> [Set task]:
Extract every line in the items below that contains the string "bbox", and list each one unchanged, in its original order.

> [Data provided]:
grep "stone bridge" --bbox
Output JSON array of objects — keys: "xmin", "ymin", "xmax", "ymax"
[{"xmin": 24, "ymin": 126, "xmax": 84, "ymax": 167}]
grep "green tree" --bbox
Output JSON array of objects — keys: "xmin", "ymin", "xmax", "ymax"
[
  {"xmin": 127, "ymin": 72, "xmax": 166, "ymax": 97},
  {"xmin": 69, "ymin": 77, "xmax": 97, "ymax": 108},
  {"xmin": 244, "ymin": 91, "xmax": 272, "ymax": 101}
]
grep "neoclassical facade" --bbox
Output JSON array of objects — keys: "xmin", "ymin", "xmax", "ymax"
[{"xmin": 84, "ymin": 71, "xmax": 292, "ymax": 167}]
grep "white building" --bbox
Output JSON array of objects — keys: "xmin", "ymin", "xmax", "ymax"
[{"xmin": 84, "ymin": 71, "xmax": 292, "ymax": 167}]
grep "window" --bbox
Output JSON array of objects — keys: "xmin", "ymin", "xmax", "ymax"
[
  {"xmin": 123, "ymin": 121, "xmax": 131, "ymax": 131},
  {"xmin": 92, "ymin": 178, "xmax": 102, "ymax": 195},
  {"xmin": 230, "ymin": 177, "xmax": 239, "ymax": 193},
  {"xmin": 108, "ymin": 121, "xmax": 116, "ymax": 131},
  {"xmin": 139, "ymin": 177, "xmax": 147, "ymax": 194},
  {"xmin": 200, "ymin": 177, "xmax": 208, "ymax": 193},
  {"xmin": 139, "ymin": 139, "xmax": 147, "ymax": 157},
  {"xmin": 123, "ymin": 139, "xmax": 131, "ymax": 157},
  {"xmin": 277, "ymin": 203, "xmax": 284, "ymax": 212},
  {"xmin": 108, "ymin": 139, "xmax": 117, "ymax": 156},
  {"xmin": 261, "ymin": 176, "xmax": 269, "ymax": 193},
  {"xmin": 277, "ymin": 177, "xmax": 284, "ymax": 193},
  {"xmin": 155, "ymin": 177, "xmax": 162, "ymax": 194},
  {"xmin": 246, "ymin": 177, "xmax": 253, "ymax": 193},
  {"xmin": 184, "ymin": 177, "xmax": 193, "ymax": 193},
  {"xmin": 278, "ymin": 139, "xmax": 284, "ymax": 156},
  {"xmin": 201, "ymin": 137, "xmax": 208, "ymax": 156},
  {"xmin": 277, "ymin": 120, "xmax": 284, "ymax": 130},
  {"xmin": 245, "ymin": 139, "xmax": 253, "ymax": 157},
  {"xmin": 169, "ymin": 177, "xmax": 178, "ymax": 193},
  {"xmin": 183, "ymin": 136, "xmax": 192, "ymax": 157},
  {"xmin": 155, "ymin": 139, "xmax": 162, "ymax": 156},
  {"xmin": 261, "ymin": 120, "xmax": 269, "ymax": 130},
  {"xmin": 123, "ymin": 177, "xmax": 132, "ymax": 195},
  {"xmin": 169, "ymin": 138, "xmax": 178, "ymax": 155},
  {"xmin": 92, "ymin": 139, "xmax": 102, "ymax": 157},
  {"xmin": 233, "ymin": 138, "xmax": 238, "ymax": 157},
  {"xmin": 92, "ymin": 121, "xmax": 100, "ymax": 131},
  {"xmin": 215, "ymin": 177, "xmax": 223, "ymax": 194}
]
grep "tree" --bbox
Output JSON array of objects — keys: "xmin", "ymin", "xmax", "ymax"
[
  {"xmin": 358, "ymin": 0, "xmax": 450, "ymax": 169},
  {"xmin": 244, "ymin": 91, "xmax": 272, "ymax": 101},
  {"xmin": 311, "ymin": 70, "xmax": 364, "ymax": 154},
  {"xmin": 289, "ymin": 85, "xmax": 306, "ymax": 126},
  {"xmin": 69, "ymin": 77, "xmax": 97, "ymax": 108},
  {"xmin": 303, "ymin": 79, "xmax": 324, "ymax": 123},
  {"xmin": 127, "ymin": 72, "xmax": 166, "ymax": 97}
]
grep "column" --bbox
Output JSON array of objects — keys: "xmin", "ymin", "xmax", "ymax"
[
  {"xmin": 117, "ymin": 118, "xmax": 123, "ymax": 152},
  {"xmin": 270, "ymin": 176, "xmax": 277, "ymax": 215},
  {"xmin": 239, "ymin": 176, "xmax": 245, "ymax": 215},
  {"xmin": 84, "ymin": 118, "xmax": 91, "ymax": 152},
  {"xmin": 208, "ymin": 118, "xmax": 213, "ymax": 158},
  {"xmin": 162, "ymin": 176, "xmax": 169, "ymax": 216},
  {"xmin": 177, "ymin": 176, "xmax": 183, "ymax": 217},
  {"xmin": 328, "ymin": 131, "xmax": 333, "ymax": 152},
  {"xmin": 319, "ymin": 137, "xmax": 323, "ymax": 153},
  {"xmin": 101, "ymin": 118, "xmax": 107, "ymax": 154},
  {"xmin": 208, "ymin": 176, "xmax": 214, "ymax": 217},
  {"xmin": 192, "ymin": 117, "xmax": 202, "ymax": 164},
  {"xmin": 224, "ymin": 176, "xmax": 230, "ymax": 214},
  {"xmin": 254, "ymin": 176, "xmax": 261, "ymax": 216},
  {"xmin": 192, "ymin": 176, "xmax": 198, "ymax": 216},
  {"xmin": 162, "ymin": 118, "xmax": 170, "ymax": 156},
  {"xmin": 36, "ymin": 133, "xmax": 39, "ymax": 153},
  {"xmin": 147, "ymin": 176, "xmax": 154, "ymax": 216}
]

> [Answer to the task]:
grep "stone bridge" --bbox
grep "green tree" --bbox
grep "neoclassical facade" --bbox
grep "white building" --bbox
grep "window" --bbox
grep "tree" --bbox
grep "column" --bbox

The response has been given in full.